What the task requires:
Please pick out every line of the records below that contains the word "palm", and copy each one.

Entries shown:
________

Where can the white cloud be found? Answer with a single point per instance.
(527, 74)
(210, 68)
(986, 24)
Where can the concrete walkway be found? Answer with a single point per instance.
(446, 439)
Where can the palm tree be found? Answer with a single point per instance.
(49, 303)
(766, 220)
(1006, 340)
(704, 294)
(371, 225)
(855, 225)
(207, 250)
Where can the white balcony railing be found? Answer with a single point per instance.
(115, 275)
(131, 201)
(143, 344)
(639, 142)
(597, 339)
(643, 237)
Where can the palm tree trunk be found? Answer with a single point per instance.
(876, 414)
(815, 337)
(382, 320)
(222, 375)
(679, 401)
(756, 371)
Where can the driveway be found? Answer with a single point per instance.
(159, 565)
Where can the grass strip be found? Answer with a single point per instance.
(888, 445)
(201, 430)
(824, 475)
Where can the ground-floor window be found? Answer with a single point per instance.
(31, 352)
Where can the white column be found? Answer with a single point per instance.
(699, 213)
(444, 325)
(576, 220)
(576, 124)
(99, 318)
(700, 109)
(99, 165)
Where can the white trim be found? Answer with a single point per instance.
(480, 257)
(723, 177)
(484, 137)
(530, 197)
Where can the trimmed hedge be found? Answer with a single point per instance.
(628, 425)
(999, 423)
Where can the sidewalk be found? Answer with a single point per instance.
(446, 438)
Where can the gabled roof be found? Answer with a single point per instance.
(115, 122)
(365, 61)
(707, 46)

________

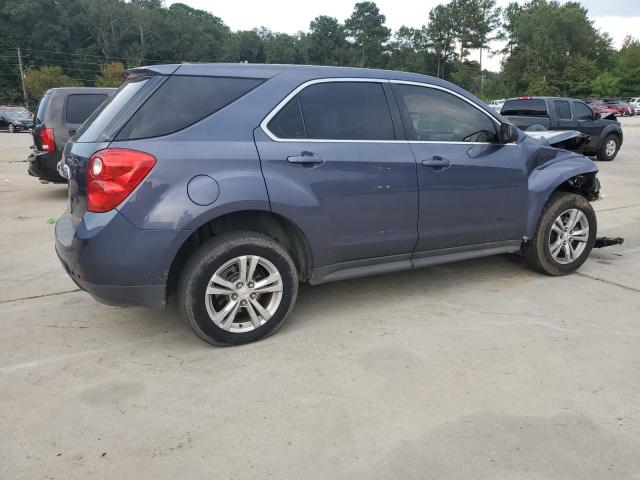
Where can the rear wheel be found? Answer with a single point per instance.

________

Result for this task:
Where can the palm tree be found? Answer with a single point per instance.
Where can the palm tree trunk be found? Answer with a single point per instance.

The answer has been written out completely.